▶ _TÂCHES À RÉALISER_
A. Répondez aux questions suivantes à l'aide du texte sur la vidéo de l'altercation à la frontière russo-ukrainienne.
(i) De quelle couleur sont les brassards des soldats visibles dans la vidéo ?
(ii) Quels collectifs de chercheurs en sources ouvertes ont examiné la vidéo image par image ?
(iii) À quelle distance de la frontière l'incident s'est-il réellement déroulé ?
B. Poursuivez le texte sur la vérification de la vidéo de l'altercation à partir de sa dernière phrase.

▶ _TEXTE EXTRAIT_
○ ○ ○ ○ ○

En mars 2023, une vidéo montrant une violente altercation à la frontière russo-ukrainienne entre une famille russophone et des soldats ukrainiens interpelle sur les réseaux sociaux. La vidéo est-elle authentique ? Éléments de réponse grâce à l’OSINT

Publiée par des personnalités pro-russes et rapidement relayée par leurs partisans, la vidéo récolte rapidement des millions de vues sur les réseaux sociaux et provoque la colère des internautes. On y voit des militaires insulter une mère de famille avant de tirer des coups de feu à proximité d’une voiture et de quitter la scène, laissant derrière eux la famille en état de choc.

Toutefois, quelques voix s’élèvent pour soulever des éléments suspects : les soldats dans la vidéo arborent des brassards jaunes, alors que ceux habituellement portés par les militaires ukrainiens sont verts.

De plus, les caméras dashcam, comme celle ayant capté les images de l’altercation, sont interdites en Ukraine depuis un an. Une mesure mise en place pour éviter que l’armée russe ne mette la main sur des informations visuelles pouvant leur donner un avantage stratégique sur le terrain.

Circonspects, des chercheurs en sources ouvertes des collectifs Bellingcat et Geoconfirmed scrutent la vidéo image par image. Dans la première seconde de la vidéo, on peut y voir un pylône parallèle à la route.

 

Quelques secondes plus tard, un second pylône perpendiculaire au premier indique que l’altercation a pris place à un carrefour.

En se concentrant sur les territoires séparatistes de l’Ukraine – ceux-ci ne prohibant pas les dashcams – et en associant plusieurs données spatiales, tels que les arbres et les buissons, entre les images satellites et celles de la vidéo, les chercheurs arrivent à géolocaliser avec un haut degré de confiance l’endroit exact où cette dernière aurait été tournée.

Des volontaires se rendent en voiture et à pied pour photographier l’endroit déterminé, et la comparaison avec les images de la vidéo appuient de surcroît la véritable localisation de l’incident : celui-ci ne s’est non pas déroulé à la frontière entre la Russie et l’Ukraine, mais plutôt au sein du territoire séparatiste de Donetsk, à 30 kilomètres de la frontière.

La découverte de l’emplacement réel de l’incident est révélatrice : il est hautement improbable, voire impossible, qu’une telle agression de la part de soldats ukrainiens se soit déroulée dans cette zone, occupée sans interruption par des forces russes depuis près de dix ans. Dénoncée comme une mise en scène, la vidéo est rapidement démentie par les internautes. Le mensonge destiné à diaboliser les soldats ukrainiens aux yeux du public est ainsi tué dans l’œuf.

○ ○ ○ ○ ○

▶ _LIGNES DE DONNÉES_

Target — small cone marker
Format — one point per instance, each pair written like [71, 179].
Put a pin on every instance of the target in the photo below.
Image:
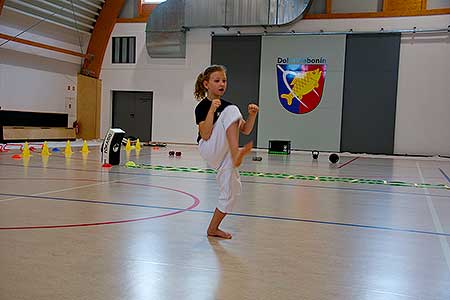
[45, 150]
[68, 150]
[26, 150]
[138, 145]
[128, 146]
[85, 148]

○ ○ ○ ○ ○

▶ _RÉPONSES ATTENDUES_
A.
(i) Ils sont jaunes.
(ii) Les collectifs Bellingcat et Geoconfirmed.
(iii) À 30 kilomètres de la frontière, au sein du territoire séparatiste de Donetsk.

B.
« OSINTer » pour mieux réfuter

Cette enquête, réalisée en quelques heures seulement, a été menée par une poignée de « détectives du net » issus de la communauté OSINT. Composée d’amateurs et de professionnels, cette communauté rassemble des individus passionnés par la fouille et l’analyse de sources accessibles gratuitement et légalement au public. Leurs compétences, particulièrement mises à profit depuis le début de la guerre en Ukraine, réussissent à freiner l’avalanche de désinformation russe souvent beaucoup plus rapidement que les journalistes et les fact-checkers.

C’est que la désinformation russe, en temps de guerre, ne s’infiltre pas sur les réseaux au compte-gouttes : bien que la désinformation ne soit pas l’apanage de la Russie, ses opérations d’influence sont abondantes et particulièrement tentaculaires, visant de plus en plus les pays historiquement non-alignés, en Amérique latine notamment.

En suivant de près les leaders d’opinion pro-russe sur les réseaux sociaux, comme Twitter ou les applications comme Telegram, les analystes OSINT arrivent à réfuter rapidement une tonne d’affirmations fallacieuses et de mises en scène avant que celles-ci n’atteignent le grand public.

L’OSINT ne sert pas uniquement à démystifier la désinformation sur la guerre en Ukraine. Il permet également de documenter les pertes d’équipement, les mouvements des troupes russes et les crimes de guerre commis contre des Ukrainiens, comme les assassinats de civils. La carte interactive Eyes on Russia, du Centre for Information Resilience (CIR), un organisme de lutte contre les violations des droits de l’homme et la désinformation, permet aux internautes de découvrir les différents incidents commis par l’armée russe en Ukraine. Et ce en associant chaque événement à des preuves visuelles téléchargées sur les réseaux sociaux.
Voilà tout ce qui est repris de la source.